[Data entries]
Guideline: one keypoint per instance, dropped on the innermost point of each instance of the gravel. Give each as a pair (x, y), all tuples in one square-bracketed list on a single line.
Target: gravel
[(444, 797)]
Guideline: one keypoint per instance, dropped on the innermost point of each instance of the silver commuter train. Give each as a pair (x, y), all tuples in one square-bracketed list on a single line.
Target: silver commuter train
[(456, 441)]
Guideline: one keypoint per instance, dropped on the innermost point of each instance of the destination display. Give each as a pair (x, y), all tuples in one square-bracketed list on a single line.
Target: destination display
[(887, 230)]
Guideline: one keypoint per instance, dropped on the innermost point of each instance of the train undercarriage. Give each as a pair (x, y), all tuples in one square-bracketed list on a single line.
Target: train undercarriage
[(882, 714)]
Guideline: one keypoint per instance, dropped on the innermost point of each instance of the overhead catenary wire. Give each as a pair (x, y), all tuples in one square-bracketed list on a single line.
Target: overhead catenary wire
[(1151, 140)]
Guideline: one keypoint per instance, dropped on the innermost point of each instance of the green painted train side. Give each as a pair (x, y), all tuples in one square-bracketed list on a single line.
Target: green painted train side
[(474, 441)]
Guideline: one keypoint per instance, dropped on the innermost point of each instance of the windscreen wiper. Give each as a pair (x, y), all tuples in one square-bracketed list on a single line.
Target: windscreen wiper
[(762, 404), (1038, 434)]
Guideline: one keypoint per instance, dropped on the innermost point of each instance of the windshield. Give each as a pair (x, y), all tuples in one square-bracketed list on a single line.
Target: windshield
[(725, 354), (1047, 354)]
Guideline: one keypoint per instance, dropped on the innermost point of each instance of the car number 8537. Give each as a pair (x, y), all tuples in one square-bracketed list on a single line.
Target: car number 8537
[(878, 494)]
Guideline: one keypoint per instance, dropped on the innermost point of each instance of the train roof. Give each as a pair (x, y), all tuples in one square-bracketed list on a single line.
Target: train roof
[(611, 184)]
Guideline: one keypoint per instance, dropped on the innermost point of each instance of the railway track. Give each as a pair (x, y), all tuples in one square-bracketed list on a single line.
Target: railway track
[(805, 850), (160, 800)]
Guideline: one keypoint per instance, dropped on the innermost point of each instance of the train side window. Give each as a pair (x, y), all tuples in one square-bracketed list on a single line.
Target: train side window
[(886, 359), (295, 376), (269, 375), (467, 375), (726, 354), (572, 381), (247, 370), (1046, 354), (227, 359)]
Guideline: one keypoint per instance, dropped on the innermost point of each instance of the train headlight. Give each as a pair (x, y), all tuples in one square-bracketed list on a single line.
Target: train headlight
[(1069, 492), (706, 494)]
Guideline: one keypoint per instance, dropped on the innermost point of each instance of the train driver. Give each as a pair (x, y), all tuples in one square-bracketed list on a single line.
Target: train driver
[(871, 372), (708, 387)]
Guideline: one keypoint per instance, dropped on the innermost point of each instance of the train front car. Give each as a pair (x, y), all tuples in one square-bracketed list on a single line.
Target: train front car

**Written task:**
Copy the lines above word for word, everything from the line containing "of the silver" down to the line containing "[(456, 441)]", including both of those lines.

**Written solution:**
Guideline: one keypoint per instance, dropped on the innermost point of each instance of the silver commuter train. Give each as a pair (x, y), all tuples in one square-bracketed list on a single line.
Target: silver commuter train
[(456, 441)]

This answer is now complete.